[Data entries]
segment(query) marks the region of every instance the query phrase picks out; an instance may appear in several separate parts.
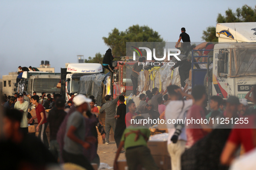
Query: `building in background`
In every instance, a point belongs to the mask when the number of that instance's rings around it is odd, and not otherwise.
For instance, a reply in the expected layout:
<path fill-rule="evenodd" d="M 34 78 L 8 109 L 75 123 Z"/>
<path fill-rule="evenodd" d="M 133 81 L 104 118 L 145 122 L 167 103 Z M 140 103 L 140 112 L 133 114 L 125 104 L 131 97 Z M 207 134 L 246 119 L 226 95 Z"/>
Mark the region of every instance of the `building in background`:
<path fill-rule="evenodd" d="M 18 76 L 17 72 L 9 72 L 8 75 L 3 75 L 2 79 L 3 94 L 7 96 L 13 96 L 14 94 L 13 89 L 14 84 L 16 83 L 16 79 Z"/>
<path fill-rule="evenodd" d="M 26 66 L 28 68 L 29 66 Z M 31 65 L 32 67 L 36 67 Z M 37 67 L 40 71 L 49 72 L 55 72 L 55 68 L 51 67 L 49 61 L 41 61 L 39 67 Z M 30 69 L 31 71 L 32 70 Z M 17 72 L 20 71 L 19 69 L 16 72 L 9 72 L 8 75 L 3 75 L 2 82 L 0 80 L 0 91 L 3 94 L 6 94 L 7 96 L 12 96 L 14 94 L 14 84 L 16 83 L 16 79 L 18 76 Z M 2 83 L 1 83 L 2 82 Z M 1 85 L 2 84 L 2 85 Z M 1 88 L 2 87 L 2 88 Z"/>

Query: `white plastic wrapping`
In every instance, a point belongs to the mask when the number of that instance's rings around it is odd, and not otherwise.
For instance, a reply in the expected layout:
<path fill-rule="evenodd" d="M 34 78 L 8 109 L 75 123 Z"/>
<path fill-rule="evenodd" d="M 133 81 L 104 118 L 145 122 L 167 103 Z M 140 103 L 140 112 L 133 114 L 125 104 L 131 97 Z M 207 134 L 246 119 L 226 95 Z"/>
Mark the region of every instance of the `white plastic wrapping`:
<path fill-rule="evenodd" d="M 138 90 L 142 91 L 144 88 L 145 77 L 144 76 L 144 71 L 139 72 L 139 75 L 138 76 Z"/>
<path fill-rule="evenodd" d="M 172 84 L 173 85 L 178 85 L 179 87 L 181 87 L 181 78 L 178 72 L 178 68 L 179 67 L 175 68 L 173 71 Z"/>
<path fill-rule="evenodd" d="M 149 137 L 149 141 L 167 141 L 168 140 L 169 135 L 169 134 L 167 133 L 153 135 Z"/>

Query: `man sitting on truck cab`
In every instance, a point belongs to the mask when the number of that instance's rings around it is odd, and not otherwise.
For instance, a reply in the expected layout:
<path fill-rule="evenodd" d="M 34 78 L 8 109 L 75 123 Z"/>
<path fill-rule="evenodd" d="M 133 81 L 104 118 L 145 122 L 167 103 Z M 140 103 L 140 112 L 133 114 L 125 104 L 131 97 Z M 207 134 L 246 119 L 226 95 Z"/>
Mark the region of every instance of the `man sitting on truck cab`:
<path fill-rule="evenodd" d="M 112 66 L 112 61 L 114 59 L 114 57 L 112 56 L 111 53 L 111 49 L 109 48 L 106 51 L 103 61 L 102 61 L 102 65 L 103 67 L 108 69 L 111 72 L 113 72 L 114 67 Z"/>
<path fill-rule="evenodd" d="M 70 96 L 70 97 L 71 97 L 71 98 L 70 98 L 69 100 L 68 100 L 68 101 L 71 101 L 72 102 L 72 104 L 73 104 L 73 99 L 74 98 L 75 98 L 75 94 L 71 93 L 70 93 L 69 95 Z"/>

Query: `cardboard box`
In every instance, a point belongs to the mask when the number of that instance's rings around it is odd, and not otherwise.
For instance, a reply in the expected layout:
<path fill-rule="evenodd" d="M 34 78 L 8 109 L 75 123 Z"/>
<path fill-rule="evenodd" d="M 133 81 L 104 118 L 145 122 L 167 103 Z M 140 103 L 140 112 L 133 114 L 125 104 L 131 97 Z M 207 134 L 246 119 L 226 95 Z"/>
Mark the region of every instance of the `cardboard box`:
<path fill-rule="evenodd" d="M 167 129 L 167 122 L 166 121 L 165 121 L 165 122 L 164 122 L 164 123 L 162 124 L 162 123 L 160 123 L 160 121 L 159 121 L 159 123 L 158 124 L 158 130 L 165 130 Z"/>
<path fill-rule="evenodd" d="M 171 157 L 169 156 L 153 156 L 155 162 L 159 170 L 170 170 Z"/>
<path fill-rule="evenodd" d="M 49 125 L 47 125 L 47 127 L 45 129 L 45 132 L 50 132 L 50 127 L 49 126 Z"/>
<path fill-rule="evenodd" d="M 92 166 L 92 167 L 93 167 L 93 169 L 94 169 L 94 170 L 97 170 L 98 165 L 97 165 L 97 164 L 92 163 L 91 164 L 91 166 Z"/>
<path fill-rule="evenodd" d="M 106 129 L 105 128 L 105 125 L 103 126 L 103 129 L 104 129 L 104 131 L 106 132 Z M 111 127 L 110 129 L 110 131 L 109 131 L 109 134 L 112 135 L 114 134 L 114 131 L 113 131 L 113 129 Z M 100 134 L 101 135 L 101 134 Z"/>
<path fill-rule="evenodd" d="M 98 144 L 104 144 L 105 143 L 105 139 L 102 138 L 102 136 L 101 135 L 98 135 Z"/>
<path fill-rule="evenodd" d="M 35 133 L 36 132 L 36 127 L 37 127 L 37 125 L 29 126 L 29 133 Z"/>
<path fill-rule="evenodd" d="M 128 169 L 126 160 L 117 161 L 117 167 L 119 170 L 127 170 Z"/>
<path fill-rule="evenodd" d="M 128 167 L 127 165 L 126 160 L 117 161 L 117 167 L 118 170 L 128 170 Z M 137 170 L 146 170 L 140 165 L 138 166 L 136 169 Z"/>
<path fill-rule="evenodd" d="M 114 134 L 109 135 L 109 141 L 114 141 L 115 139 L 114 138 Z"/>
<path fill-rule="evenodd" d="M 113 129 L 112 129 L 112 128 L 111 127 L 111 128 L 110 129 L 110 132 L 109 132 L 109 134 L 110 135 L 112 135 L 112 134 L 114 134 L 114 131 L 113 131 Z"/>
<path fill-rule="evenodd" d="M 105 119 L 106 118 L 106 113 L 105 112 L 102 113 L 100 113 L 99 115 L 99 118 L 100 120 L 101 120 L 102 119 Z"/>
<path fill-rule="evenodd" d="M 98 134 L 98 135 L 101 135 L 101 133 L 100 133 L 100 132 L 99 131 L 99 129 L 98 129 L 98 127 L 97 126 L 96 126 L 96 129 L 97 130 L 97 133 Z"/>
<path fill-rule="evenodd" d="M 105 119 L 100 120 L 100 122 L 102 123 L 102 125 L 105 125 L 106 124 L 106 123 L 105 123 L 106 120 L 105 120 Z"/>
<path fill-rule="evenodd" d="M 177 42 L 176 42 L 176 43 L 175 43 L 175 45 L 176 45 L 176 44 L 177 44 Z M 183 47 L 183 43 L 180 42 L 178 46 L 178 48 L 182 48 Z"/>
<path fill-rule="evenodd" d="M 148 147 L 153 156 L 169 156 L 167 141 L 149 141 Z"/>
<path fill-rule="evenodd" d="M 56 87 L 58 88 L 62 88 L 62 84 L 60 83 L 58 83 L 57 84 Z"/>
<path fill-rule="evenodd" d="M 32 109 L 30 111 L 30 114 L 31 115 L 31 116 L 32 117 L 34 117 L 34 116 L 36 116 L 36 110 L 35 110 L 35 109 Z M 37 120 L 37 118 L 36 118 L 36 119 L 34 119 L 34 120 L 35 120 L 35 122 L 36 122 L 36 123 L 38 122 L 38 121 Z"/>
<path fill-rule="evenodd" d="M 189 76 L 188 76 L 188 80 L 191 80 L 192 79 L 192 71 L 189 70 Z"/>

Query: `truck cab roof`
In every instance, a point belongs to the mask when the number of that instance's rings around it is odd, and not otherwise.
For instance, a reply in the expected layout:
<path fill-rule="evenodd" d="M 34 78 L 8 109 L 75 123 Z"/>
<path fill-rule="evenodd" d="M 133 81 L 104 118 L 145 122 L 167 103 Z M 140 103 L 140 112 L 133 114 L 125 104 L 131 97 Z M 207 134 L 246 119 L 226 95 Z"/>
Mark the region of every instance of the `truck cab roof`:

==

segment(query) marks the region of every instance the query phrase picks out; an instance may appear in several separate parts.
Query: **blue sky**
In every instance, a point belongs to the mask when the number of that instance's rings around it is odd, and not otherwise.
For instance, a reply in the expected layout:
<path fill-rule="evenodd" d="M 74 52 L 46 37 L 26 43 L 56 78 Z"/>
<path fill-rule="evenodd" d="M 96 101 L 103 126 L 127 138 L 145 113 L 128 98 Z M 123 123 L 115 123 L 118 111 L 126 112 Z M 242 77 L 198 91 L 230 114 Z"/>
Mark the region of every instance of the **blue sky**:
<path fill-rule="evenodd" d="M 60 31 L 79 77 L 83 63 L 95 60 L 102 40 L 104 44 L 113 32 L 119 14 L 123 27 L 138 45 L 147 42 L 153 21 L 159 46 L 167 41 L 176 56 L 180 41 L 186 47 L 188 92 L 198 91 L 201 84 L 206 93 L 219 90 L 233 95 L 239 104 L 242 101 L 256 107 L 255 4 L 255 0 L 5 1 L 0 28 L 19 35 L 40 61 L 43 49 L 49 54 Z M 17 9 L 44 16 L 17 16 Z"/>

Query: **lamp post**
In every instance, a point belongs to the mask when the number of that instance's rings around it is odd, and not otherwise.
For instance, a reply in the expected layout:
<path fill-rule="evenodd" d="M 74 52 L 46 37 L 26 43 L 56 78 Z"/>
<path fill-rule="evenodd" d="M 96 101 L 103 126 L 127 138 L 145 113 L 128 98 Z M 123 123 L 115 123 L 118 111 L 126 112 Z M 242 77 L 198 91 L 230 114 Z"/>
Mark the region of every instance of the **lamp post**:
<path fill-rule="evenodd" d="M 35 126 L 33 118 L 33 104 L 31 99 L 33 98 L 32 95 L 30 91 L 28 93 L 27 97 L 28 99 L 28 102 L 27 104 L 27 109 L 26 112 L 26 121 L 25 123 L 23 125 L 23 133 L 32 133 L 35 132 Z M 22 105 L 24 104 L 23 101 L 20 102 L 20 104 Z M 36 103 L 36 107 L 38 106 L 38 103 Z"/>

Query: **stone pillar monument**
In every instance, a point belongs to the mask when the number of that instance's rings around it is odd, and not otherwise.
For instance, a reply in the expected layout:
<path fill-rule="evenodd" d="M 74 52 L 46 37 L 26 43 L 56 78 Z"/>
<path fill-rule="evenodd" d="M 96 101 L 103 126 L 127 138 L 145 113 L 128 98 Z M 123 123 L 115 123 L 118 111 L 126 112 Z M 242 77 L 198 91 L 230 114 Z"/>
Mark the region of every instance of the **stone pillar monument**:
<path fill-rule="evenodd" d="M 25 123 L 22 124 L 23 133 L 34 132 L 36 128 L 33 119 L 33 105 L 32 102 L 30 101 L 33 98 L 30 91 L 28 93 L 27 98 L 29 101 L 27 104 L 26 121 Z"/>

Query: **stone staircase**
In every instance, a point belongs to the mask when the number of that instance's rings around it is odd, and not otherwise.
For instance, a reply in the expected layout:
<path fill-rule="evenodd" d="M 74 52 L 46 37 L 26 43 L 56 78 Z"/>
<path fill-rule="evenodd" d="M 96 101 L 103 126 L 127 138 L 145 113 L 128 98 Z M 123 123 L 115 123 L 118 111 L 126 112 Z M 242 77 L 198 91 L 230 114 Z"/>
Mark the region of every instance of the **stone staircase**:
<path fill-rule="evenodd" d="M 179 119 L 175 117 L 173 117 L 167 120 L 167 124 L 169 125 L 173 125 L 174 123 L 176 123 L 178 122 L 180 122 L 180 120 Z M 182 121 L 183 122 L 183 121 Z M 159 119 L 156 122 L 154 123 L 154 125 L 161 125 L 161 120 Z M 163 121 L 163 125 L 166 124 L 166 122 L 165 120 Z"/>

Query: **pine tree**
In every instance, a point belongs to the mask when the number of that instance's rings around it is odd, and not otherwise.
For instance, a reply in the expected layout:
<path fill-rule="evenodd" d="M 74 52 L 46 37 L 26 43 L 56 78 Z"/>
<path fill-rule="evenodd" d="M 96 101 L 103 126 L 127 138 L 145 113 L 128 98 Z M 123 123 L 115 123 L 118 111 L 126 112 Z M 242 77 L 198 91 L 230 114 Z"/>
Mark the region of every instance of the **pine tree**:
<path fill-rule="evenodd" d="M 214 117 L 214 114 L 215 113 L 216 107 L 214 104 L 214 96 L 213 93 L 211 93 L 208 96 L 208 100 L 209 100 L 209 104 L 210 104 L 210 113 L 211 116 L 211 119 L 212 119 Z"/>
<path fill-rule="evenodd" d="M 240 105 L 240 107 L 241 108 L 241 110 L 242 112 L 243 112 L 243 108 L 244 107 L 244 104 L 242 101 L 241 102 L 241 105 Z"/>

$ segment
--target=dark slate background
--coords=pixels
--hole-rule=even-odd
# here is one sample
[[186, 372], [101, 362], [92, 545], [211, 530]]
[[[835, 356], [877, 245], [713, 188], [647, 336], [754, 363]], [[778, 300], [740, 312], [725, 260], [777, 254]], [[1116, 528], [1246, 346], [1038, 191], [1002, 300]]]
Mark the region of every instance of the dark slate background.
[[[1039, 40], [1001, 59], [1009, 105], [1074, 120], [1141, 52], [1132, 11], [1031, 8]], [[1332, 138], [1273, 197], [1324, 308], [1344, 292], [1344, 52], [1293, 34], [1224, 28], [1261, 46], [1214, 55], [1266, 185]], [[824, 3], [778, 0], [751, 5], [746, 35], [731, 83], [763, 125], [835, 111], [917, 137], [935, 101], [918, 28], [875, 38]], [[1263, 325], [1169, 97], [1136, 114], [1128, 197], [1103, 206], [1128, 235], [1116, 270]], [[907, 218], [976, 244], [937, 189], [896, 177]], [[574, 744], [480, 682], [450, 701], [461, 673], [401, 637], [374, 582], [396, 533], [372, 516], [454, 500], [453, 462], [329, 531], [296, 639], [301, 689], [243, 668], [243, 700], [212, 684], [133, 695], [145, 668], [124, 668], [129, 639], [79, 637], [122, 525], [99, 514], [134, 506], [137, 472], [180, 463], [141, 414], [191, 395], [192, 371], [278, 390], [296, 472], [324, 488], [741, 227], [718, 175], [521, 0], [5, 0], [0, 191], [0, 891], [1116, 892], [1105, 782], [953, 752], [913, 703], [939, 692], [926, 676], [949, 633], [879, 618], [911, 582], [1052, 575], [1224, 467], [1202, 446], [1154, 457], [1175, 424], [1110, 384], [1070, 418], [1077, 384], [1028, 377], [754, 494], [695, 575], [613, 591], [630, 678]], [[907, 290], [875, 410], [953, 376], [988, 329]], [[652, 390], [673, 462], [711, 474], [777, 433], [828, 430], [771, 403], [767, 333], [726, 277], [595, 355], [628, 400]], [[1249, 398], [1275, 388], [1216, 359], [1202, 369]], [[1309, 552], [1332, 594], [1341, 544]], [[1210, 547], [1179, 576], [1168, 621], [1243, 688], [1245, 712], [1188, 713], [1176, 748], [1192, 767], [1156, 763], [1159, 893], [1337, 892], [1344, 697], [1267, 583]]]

==

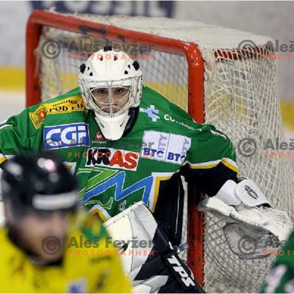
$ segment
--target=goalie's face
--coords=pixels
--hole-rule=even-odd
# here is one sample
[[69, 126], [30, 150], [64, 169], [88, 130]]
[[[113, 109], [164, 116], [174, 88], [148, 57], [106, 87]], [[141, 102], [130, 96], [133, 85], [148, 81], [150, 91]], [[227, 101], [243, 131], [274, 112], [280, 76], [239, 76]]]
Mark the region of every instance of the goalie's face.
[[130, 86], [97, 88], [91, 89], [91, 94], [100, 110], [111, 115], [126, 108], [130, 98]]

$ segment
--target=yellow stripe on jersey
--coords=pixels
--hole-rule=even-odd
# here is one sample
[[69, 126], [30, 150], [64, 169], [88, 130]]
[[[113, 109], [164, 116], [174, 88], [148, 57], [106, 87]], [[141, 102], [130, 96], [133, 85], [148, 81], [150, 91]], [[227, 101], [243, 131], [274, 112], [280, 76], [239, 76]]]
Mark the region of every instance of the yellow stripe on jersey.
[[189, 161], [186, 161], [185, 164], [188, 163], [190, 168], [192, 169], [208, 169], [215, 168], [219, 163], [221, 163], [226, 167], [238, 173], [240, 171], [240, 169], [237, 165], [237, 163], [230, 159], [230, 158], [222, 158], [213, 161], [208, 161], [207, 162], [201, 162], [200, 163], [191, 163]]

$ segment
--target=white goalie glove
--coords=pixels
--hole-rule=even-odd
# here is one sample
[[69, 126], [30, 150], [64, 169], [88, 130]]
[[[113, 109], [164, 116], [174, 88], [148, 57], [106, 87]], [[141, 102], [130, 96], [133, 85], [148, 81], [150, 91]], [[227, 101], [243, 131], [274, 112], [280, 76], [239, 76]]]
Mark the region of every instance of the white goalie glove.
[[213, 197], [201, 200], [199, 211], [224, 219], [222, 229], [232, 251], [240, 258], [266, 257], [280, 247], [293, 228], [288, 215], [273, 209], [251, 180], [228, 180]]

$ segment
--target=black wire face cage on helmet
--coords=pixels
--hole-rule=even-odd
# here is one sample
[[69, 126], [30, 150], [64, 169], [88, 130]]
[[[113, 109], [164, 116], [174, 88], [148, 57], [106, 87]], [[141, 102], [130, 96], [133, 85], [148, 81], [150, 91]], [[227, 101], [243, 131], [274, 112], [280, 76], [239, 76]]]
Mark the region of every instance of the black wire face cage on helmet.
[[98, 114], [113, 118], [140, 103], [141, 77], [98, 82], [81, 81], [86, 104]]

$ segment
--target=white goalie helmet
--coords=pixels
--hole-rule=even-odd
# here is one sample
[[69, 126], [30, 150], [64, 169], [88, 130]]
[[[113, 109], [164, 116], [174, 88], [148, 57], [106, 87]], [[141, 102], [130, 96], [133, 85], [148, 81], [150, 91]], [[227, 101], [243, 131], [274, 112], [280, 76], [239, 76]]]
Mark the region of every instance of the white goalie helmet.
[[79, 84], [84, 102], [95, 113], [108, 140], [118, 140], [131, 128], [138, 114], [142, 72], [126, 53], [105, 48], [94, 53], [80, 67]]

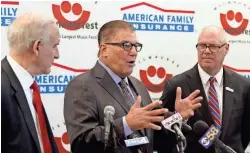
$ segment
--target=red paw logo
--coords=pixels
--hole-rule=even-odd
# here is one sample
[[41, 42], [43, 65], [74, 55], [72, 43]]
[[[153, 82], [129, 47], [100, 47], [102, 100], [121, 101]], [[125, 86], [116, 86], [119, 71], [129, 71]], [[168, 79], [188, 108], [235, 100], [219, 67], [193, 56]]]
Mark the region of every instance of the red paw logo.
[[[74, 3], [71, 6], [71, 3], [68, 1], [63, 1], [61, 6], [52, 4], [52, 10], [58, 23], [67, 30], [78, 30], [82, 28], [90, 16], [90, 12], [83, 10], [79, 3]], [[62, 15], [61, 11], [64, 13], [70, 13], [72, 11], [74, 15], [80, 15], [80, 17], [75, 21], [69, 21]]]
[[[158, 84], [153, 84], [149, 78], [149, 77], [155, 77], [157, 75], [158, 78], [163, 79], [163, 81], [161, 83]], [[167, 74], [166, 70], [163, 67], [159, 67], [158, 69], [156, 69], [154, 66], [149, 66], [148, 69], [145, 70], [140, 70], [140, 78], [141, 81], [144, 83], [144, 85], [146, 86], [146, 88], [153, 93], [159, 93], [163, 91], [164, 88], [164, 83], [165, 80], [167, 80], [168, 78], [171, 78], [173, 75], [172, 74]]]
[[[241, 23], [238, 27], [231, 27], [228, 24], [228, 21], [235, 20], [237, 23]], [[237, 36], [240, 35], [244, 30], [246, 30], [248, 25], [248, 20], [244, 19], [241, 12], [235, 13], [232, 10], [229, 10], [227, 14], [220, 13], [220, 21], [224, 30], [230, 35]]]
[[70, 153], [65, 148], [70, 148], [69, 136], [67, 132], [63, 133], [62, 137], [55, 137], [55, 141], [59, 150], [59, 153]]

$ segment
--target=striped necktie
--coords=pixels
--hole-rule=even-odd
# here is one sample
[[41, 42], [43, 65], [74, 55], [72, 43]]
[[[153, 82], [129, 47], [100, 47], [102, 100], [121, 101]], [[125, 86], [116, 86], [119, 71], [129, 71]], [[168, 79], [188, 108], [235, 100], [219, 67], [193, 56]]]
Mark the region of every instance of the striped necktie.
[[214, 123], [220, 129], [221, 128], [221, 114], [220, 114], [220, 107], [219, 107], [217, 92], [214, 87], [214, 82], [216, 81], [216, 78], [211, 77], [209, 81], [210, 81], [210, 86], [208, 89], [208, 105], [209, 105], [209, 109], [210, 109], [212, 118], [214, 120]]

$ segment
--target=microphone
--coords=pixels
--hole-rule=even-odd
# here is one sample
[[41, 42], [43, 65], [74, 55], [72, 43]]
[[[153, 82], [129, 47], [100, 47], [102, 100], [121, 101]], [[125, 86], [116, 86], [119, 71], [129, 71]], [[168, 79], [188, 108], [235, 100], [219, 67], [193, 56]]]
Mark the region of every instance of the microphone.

REQUIRED WORK -> Which lines in the entries above contain the word "helmet"? Extract each of those lines in full, treating uppercase and lowercase letters as different.

EXPECTED ANSWER ->
--target=black wire face cage on helmet
Mark the region of every instance of the black wire face cage on helmet.
--target=white goalie helmet
Mark the region of every instance of the white goalie helmet.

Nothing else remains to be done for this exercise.